Work instructions
a - Answer these from the passage on odor-detecting sensors:
(i) In what city is Koniku Inc. based?
(ii) With which firm is Koniku working to develop airport sensors?
(iii) What position does Bruce Coole hold?
b - Repeat a portion of the passage on odor-detecting sensors word for word. Begin at the words "Among the most" and stop after "and unexploded bombs.".

Extracted text
>>>>

Among the most futuristic devices are those that incorporate living cells engineered to react to specific odor components. Koniku Inc., a startup in San Rafael, Calif., is now using bioengineered nerve cells as the basis for sensors capable of recognizing the subtle odors of explosives. The cells contain proteins designed to detect so-called volatile organic compounds, carbon-containing substances that seep into the air from a range of sources, including food, paints, beverages, bodies and unexploded bombs.

“We design smell cyborgs," says Osh Agabi, founder and chief executive of the firm. He says the firm is working with Airbus Americas to develop sensors for use at airports to detect packages and luggage containing explosives. The goal is not to replace bomb-sniffing dogs and other security measures now in use but to augment them, according to Bruce Coole, head of aviation-security programs at Airbus Americas.

<<<<

Records provided
>>>>

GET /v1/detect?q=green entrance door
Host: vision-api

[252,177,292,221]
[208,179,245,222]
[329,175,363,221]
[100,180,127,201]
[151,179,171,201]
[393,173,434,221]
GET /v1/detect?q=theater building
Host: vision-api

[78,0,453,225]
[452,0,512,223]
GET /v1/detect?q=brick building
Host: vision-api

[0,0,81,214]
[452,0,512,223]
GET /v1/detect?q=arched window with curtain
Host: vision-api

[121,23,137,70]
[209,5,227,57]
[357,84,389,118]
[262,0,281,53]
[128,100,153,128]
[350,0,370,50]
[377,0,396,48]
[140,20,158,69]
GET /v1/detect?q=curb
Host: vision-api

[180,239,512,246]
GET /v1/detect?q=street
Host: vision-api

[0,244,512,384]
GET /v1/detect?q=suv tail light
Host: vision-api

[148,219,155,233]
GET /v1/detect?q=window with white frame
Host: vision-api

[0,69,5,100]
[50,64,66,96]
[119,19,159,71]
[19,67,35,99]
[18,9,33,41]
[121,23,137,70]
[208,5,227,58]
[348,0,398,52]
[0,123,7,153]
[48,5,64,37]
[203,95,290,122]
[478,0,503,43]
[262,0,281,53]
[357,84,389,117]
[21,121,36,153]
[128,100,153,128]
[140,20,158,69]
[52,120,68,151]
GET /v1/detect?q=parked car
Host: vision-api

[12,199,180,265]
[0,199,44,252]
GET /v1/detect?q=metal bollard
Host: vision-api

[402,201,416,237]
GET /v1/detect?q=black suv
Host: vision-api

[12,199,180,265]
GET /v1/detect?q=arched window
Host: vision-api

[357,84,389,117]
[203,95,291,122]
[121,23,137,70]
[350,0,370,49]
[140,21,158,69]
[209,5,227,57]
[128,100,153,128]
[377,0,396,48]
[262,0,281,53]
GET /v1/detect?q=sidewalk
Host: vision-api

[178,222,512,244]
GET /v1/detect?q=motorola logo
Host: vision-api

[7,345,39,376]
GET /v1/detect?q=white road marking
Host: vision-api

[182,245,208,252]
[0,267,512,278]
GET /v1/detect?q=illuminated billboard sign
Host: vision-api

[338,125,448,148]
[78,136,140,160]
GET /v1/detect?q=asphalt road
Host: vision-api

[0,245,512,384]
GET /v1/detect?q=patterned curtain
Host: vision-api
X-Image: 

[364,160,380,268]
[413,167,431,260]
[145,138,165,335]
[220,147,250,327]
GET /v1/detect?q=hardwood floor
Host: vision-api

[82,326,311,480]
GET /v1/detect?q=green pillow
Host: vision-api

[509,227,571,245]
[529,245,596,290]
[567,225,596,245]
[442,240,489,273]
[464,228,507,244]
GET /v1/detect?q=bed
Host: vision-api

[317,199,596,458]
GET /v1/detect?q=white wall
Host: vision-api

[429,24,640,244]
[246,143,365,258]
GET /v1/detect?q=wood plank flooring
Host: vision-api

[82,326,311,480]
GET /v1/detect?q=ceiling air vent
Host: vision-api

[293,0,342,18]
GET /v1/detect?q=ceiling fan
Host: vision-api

<<<<

Outputs for the tasks
a -
(i) San Rafael, Calif.
(ii) Airbus Americas
(iii) Head of aviation-security programs at Airbus Americas

b -
Among the most futuristic devices are those that incorporate living cells engineered to react to specific odor components. Koniku Inc., a startup in San Rafael, Calif., is now using bioengineered nerve cells as the basis for sensors capable of recognizing the subtle odors of explosives. The cells contain proteins designed to detect so-called volatile organic compounds, carbon-containing substances that seep into the air from a range of sources, including food, paints, beverages, bodies and unexploded bombs.